_TASK GOAL:_ Starting at the line containing "blonde hair and report the position of each." and ending at the last line of the records, both included, write out every line again, requests and all, and shift each coordinate in the answers by adding 101 to it.

_DATA ROWS:_
★ ★ ★

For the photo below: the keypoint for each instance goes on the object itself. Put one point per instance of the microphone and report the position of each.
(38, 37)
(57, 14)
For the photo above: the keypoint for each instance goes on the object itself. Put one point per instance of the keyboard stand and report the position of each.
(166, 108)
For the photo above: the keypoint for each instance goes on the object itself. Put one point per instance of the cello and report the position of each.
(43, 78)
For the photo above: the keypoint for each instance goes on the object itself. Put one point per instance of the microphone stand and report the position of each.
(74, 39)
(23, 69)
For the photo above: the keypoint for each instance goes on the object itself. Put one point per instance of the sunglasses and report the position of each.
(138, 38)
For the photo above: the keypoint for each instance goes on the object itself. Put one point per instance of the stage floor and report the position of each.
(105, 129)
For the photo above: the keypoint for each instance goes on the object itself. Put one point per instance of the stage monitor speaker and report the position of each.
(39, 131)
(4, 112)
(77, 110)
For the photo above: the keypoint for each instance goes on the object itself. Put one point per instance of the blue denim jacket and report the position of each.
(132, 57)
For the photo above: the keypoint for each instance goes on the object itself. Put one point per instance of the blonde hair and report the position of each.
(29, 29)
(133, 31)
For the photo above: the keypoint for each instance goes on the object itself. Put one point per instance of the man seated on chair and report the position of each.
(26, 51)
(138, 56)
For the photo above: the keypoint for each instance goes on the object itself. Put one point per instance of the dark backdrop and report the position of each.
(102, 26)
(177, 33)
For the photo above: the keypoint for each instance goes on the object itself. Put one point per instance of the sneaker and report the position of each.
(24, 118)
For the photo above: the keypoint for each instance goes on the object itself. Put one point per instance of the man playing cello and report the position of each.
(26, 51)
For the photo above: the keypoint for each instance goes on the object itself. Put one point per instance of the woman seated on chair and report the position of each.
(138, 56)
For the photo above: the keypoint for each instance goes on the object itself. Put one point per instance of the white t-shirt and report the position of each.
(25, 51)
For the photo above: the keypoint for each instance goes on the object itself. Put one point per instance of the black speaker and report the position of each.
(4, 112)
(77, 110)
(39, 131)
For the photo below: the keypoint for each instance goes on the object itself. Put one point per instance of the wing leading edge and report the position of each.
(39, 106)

★ ★ ★

_WRITTEN RESPONSE:_
For the photo above: the keypoint for each instance goes on the object itself. Put one point per instance of the blonde hair and report the position of each.
(130, 130)
(234, 132)
For the photo above: the keypoint for each instance goes on the object itself. Put one point per instance of the man seated on chair and report the position of each.
(127, 152)
(239, 157)
For the photo above: the keypoint for each instance goes on the object itself. Put one point per instance of the dark backdrop and report the position of each.
(203, 127)
(278, 134)
For the photo above: the keypoint for each instance goes on the object itself. Put one point per instance of the sneaker and report the position of each.
(125, 219)
For the photo above: the keypoint for each instance goes on the object itself. Put one point per instance of the man playing cello and report the position of each.
(127, 152)
For the photo above: the keypoint for each instance goes on the object itself. Put one point per instance of the woman seated on chair and report the position of each.
(239, 157)
For the photo above: the keypoint for each instance goes on the object itself. Put one point per instance of the white t-shirt and report the position of each.
(126, 152)
For the photo above: the keypoint for each instance goes on the object itself. Put one point per instance of the black speaker and report the position of each.
(105, 213)
(178, 211)
(140, 232)
For the photo below: the keypoint for each instance goes on the object itself. Put one point per instance of the wing leading edge and report the position of each.
(140, 207)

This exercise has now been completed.